#### Texto de origem:
O que aconteceria se Harry Potter se encontrasse com Don Draper? O que aconteceria se este encontro tivesse lugar na Rússia do início do século XX? Bem, é pouco provável que o bruxo e o publicitário entrem numa máquina do tempo para nos proporcionar este encontro, mas Daniel Radcliffe e Jon Hamm desafiam as barreiras do tempo para contracenar, na pele do mesmo personagem, na série “Diário de um Jovem Médico”.
Em 1917, um médico recém-formado enfrenta seus primeiros desafios na profissão. Mandado para a região isolada e congelante de Muryevo, ele precisa conviver com o legado de seu antecessor, o prestigiado doutor Leopold Leopoldovich. Como se isso não bastasse, ele vive na Rússia pré-revolucionária, e demorará apenas uma temporada até que a luta bolchevique interfira em seu trabalho.
Leopold era o melhor da classe, tinha um futuro brilhante pela frente e uma vontade absurda de abrir um hospital só para tratar da sífilis. Mas seu passado e seus sonhos não importam na clínica siberiana: são os desafios dos primeiros tempos como médico que o moldarão e o marcarão profundamente.
Os parceiros do doutor anônimo no hospital isolado são o dentista Feldsher (Adam Godley), fascinado por cartografia e responsável pelo alívio cômico em vários momentos, a parteira Pelageya (Rosie Caveliero), cúmplice do vício do médico, e a sisuda enfermeira Anna (Vicki Pepperdine), sempre fiel à memória de seu velho patrão Leopold Leopoldovich.
A série é contada em flashback, partindo do mesmo doutor, agora em 1934, relendo o diário que escreveu naqueles longínquos e solitários dias do início de sua carreira. Dias banhados de sangue, retrato fiel da medicina de um século atrás, que nos parece bárbara e muito, muito anti-higiênica. Para os desavisados, há médicos fumando na sala de cirurgia, atendimentos sem luvas e amputações com serras pouco afiadas. Desviar o olhar da tela é necessário algumas vezes para os mais sensíveis.

#### Trechos dos dados:
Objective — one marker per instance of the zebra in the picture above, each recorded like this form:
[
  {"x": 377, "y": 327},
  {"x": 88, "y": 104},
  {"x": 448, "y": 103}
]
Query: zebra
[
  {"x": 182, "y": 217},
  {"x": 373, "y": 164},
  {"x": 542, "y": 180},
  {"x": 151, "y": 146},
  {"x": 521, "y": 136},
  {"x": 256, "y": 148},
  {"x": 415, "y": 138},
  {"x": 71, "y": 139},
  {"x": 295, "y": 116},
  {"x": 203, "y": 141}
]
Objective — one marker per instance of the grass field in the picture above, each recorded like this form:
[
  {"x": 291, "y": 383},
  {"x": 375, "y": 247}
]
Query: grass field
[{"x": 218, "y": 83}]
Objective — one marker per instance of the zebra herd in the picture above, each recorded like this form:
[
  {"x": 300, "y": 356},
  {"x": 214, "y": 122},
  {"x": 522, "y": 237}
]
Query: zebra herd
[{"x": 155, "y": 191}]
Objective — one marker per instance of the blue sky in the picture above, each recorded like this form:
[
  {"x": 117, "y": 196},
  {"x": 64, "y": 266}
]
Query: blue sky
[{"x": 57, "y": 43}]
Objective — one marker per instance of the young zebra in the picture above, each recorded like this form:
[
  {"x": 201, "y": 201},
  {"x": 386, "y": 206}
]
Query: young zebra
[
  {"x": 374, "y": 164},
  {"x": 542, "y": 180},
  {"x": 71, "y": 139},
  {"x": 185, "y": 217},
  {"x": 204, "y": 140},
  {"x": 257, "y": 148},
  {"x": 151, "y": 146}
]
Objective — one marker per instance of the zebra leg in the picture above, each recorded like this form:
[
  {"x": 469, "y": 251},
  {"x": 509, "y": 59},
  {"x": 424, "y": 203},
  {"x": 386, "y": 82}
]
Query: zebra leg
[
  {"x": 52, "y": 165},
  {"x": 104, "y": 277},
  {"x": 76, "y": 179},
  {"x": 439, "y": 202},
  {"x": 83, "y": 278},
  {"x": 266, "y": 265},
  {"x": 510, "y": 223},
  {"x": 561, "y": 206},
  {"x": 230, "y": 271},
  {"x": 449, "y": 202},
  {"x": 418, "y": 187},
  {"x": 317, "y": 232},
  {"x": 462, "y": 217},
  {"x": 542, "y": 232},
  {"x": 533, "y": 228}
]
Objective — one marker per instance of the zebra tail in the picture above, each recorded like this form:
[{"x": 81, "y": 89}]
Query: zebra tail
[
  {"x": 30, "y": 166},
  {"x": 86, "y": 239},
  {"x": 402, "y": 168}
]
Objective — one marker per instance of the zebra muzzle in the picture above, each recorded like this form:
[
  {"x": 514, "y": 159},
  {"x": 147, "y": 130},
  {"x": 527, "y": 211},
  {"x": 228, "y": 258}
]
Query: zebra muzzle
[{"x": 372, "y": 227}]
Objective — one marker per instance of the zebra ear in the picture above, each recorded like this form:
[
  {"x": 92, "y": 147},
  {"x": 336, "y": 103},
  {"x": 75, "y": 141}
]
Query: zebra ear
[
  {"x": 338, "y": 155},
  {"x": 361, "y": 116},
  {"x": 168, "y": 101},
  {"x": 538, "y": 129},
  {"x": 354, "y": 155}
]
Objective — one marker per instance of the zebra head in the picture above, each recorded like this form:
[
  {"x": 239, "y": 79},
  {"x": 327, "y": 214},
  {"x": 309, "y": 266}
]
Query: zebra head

#### Lista de exercícios:
1. No texto sobre a série “Diário de um Jovem Médico”, em que ano o doutor relê o diário que escreveu no começo da carreira?
2. Prossiga o texto sobre a série “Diário de um Jovem Médico” a partir do ponto em que ele termina.

#### Gabarito:
1. Em 1934.

2.
O médico de Daniel Radcliffe é cômico. O médico de Jon Hamm é amargo. O que os separa não são apenas os anos e uma guerra civil: é a gravidade do vício em morfina. O vício começa por acaso, após um acidente. O remédio que servia para aliviar a dor se transforma em uma droga indispensável para o médico, que sofre com crises de abstinência quando a Revolução Russa bate à porta, literalmente, e os estoques passam a ser controlados. Apenas Pelageya, parceira em um estranho e patético relacionamento, sabe sobre o vício. Logo a morfina cobrará caro, e um carregamento dela estará presente no clímax da série, que em muito se assemelha à brilhante e pouco lembrada obra-prima do cinema mudo, “A Última Ordem”, de 1928, cuja história também se desenrola durante a Revolução Russa.
Concebido como um filme para a televisão, o roteiro avantajado deu origem a uma minissérie de oito episódios, divididos em duas temporadas, exibidas originalmente entre 2012 e 2013. A base para a série foi uma coletânea do autor russo Mikhail Bulgakov, ele próprio um jovem médico formado em 1916. Jon Hamm e Daniel Radcliffe deram vida ao personagem com perfeição e sintonia, elogiaram muito um ao outro em entrevistas, e não descartam voltar para uma terceira temporada. Tomara!
Comente!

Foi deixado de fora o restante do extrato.